Start of Material to process

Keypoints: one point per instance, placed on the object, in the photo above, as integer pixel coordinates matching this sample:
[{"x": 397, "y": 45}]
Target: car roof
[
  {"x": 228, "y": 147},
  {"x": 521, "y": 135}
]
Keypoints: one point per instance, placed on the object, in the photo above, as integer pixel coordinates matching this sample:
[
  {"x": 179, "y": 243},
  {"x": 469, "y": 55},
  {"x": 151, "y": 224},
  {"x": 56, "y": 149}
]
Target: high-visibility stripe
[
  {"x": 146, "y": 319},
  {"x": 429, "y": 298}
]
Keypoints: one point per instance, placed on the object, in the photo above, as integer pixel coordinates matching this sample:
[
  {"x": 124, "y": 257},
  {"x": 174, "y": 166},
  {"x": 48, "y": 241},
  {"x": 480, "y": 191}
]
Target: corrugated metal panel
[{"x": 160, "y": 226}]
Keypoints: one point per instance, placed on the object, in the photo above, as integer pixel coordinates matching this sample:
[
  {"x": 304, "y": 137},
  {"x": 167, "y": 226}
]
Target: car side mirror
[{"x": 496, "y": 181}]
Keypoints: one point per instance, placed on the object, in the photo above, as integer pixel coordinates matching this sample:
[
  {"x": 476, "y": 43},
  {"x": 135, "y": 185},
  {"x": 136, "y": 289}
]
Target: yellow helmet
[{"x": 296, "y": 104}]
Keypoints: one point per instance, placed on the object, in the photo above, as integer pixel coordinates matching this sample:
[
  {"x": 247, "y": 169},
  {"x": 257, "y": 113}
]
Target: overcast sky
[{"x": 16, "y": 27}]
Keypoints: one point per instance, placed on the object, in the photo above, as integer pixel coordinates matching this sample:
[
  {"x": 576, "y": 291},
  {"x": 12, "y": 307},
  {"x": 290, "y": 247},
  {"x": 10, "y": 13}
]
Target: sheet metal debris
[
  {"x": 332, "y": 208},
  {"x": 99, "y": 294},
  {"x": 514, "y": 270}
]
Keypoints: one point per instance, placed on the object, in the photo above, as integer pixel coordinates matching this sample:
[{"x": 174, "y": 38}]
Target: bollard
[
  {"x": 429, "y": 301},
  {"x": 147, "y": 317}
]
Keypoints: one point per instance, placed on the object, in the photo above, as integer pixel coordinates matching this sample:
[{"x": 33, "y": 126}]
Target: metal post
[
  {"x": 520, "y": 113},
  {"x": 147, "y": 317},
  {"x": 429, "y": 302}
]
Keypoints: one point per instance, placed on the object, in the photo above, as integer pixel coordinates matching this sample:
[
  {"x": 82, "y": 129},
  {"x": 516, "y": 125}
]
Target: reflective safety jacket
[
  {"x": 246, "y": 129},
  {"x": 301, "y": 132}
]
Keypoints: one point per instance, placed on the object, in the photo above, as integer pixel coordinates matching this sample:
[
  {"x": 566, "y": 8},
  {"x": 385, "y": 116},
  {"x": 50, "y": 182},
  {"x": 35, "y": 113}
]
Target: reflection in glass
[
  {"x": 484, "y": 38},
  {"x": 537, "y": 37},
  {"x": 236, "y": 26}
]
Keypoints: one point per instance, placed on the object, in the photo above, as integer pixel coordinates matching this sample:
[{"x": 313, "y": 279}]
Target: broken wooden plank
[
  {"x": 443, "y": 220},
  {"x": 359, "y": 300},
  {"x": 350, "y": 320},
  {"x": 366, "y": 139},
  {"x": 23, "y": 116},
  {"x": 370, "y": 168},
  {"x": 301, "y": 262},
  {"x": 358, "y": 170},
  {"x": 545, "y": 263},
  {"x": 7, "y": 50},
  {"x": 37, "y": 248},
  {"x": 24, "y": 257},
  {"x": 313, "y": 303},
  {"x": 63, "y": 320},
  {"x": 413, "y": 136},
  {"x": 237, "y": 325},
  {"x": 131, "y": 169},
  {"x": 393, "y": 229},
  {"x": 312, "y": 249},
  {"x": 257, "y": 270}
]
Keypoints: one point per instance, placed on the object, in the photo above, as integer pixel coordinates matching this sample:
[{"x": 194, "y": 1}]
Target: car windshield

End of Material to process
Start of Material to process

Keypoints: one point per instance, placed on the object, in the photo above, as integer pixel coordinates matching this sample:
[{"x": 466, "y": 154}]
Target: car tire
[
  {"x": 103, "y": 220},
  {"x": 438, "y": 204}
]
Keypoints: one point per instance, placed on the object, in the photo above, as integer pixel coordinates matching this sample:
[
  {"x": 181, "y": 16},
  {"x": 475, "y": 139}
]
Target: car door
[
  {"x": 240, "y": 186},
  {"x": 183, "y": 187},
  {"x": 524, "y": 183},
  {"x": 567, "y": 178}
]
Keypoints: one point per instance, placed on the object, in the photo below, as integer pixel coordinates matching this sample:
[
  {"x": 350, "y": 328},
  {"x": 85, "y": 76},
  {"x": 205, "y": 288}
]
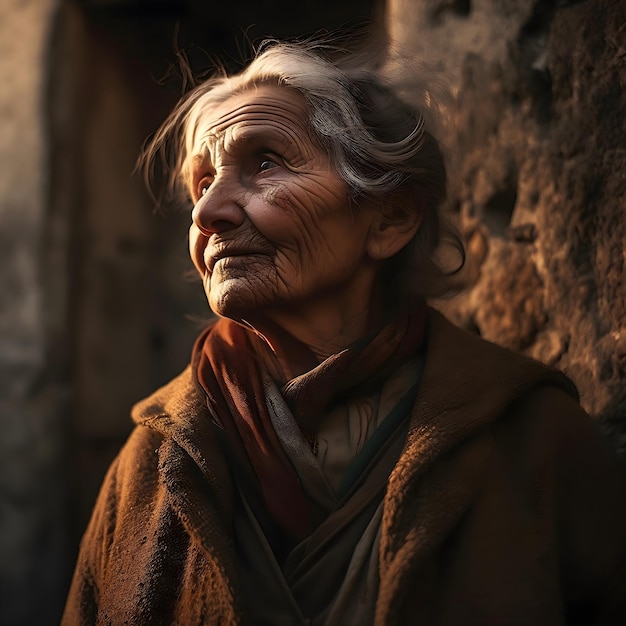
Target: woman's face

End of Material to process

Copy needed, without pictures: the lines of the listing above from the line containing "Target: car door" up to and including the line containing "Target: woman's face", set down exactly.

Target: car door
[
  {"x": 240, "y": 186},
  {"x": 183, "y": 187},
  {"x": 524, "y": 183},
  {"x": 567, "y": 178}
]
Keypoints: one point per instance, placed on the object, in the photo below, as integer pixel coordinates matching this sample:
[
  {"x": 350, "y": 328},
  {"x": 85, "y": 76},
  {"x": 205, "y": 288}
]
Target: woman's face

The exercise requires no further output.